VORGEGEBENER TEXT.
═══
Patchwork-Utopien
von Kollektiv »Playing for Entropy«
Autonome Zonen, radikale Demokratie und Ökologie
EUR 16,50 (AT), EUR 16,00 (DE), CHF 19,35 (CH)
Auf der Suche nach neuen linken Utopien begegnen sich Kilian Jörg, Anarchist:in, Jahrgang 1990, und Michael Hirsch, radikaler Reformist, geboren 1966. Gemeinsam diagnostizieren sie der gegenwärtigen Ökologiebewegung und der Linken einen akuten Mangel an Visionen für bessere Welten. Um diesen »toten Zonen der Vorstellungskraft« entgegenzuwirken, plädieren sie für einen linken »Patchwork-Utopismus« und skizzieren diesen anhand des französischen Konzepts der »zu verteidigenden Zone« (»Zone á défendre«, ZAD). Die älteste ZAD in Frankreich hat ihren Ursprung in einer Landbesetzung gegen den Bau eines Flughafens in der Gemeinde Notre-Dame-des-Landes und besteht seit über 15 Jahren. Sie verknüpft politische Kämpfe verschiedenster Akteur:innen: von Bäuer:innen über Lohnarbeiter:innen hin zu autonomen Aktivist:innen. Seit 2018 ist der Ort des Protests nicht mehr besetzt, sondern befindet sich durch juristische Tricks in einer Art Gemeineigentum.
Die ZAD vereint den Protest gegen die negativen Auswirkungen des fossil-industriellen Kapitalismus mit der Schaffung konkreter lokaler Utopien. Somit definiert sie sich nicht nur durch ihre Ablehnung – des Flughafens und seiner Welt –, sondern auch durch ihre Vision: die Schaffung neuer Eigentumsverhältnisse jenseits des Kapitalismus und eine »Vielzahl an Welten«. Nicht alles ist ideal in der ZAD, manche Aktivist:innen sind aufgrund von Auseinandersetzungen rund um den Umgang mit polizeilicher Gewalt und Kompromissen mit staatlichen Akteur:innen frustriert abgezogen. Die Entwicklung der ZAD von einer kurzfristigen Landbesetzung zu einer Zone »außerhalb des kapitalistischen Status quo« erzeugt trotzdem eine nachhaltig utopische Vorstellungskraft in der linken Szene Frankreichs und darüber hinaus.
Im Buch werden die Grundlinien erarbeitet, um das anarchistische Projekt der ZAD mit staatsreformistischen Ideen zu verbinden. Die Diagnose der enormen Bedeutung des Staates als eines möglichen Unterstützers autonomer Zonen ist neuartig und spannend. Doch das Verständnis von Staatlichkeit bleibt als ungeklärte Konfliktlinie bestehen.
═══
ERFASSTE DATEN.
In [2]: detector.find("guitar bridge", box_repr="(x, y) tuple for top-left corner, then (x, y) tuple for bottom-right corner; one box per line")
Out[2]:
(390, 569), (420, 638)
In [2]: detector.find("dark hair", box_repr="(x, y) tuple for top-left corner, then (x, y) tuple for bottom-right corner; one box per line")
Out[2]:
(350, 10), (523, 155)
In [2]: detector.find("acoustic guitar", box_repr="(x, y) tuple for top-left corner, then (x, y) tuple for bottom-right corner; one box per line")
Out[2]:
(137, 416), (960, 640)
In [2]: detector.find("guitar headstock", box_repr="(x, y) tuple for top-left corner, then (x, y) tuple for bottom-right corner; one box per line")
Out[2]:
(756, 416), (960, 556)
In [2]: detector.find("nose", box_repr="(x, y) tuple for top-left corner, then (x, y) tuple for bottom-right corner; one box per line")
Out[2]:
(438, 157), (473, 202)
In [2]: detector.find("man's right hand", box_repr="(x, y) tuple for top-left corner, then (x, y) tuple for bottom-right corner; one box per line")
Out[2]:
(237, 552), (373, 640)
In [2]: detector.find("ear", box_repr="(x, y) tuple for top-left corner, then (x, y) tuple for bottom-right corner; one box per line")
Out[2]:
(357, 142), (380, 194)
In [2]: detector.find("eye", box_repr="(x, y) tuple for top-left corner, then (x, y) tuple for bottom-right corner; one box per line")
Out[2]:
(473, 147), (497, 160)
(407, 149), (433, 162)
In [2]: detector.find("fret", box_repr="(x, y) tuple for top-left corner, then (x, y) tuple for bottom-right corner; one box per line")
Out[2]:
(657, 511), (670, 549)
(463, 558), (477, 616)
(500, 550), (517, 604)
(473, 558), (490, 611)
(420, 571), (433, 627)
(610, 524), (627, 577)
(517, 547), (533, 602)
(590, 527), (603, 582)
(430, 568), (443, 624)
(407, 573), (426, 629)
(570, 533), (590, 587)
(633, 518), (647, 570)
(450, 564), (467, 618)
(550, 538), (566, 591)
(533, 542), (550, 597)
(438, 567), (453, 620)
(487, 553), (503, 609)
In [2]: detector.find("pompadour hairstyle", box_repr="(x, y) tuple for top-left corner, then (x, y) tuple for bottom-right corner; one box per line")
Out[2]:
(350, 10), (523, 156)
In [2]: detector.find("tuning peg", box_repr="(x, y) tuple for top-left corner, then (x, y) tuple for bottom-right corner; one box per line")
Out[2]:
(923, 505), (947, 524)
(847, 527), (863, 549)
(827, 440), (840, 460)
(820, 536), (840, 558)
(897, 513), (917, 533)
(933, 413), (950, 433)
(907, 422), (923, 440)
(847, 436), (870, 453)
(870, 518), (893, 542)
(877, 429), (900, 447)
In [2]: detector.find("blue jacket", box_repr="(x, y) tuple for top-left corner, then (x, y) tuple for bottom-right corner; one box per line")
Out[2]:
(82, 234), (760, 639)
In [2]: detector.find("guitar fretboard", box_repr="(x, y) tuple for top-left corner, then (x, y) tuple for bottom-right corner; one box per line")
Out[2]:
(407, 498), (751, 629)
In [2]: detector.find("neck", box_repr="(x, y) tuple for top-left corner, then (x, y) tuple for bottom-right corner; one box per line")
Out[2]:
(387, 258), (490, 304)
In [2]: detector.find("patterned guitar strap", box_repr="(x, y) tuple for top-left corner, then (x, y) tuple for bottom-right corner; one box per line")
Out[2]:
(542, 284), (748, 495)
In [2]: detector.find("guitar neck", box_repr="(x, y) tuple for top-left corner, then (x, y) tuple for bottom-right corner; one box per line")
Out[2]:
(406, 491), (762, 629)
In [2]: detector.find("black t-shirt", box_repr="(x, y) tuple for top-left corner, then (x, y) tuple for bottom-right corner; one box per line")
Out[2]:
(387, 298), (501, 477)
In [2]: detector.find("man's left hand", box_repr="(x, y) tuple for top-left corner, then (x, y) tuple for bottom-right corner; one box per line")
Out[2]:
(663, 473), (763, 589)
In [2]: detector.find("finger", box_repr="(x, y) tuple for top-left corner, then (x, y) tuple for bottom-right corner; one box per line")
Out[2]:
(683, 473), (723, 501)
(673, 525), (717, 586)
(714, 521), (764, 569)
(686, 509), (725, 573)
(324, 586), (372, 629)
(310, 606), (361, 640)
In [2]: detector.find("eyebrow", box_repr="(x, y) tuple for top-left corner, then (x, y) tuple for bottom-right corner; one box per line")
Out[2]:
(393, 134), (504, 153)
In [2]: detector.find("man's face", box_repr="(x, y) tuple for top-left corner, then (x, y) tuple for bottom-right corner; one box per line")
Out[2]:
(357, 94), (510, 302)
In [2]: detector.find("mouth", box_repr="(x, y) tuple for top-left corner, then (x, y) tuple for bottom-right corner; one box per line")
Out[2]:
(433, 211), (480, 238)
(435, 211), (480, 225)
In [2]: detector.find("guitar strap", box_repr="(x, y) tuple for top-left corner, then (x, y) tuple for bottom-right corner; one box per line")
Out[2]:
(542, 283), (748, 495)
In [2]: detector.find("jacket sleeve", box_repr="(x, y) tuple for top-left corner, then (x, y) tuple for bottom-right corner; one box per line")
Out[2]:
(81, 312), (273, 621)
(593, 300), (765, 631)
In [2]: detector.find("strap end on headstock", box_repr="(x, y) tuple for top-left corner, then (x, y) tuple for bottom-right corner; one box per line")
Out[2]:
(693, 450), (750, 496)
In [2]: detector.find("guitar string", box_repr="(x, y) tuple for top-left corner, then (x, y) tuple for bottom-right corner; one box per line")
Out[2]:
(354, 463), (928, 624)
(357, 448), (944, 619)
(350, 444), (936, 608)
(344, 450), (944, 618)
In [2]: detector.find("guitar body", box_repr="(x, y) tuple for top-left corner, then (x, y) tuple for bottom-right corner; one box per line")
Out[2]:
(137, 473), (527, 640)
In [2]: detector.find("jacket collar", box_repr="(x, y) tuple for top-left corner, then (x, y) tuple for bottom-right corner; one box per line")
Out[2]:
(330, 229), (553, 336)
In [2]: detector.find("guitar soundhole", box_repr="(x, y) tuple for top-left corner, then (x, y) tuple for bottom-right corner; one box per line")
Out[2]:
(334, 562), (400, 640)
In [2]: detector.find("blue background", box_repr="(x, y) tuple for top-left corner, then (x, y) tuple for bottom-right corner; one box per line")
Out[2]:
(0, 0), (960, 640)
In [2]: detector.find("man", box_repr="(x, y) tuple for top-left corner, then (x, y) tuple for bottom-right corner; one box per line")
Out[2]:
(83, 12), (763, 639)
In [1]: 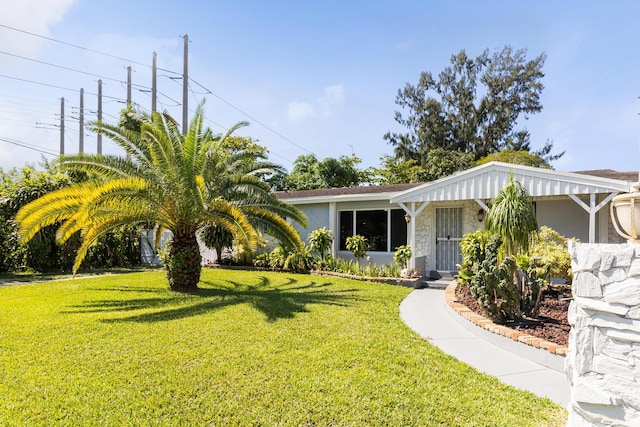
═══
AUFGABENSTELLUNG. Führe die Buchbesprechung zu »Patchwork-Utopien« im Anschluss an ihren letzten Satz fort.

LÖSUNG.
Die Beschreibung der Ökologie der ZAD lässt ebenfalls Fragen offen. Jörg und Hirsch beschreiben die »magische« Verbindung der ZAD zur Ökologie und die damit einhergehende Mobilisierungskraft für die Verteidigung nach außen sowie für die alltägliche (Re-)Produktion innerhalb der ZAD. Dabei verbleiben sie auf einer ideellen Ebene – welche konkreten Landnutzungskonzepte und Versorgungsstrukturen in den ZADs etabliert wurden, wie Nahrungsversorgung, Care-Arbeit oder Wohnraum organisiert werden, steht nicht im Fokus der Analyse. Ohne diesen materialistischen Einblick lassen sich Ziele wie die gerechte Verteilung von Care-Arbeit und der Schutz von Minderheitenrechten allerdings schwer verfolgen.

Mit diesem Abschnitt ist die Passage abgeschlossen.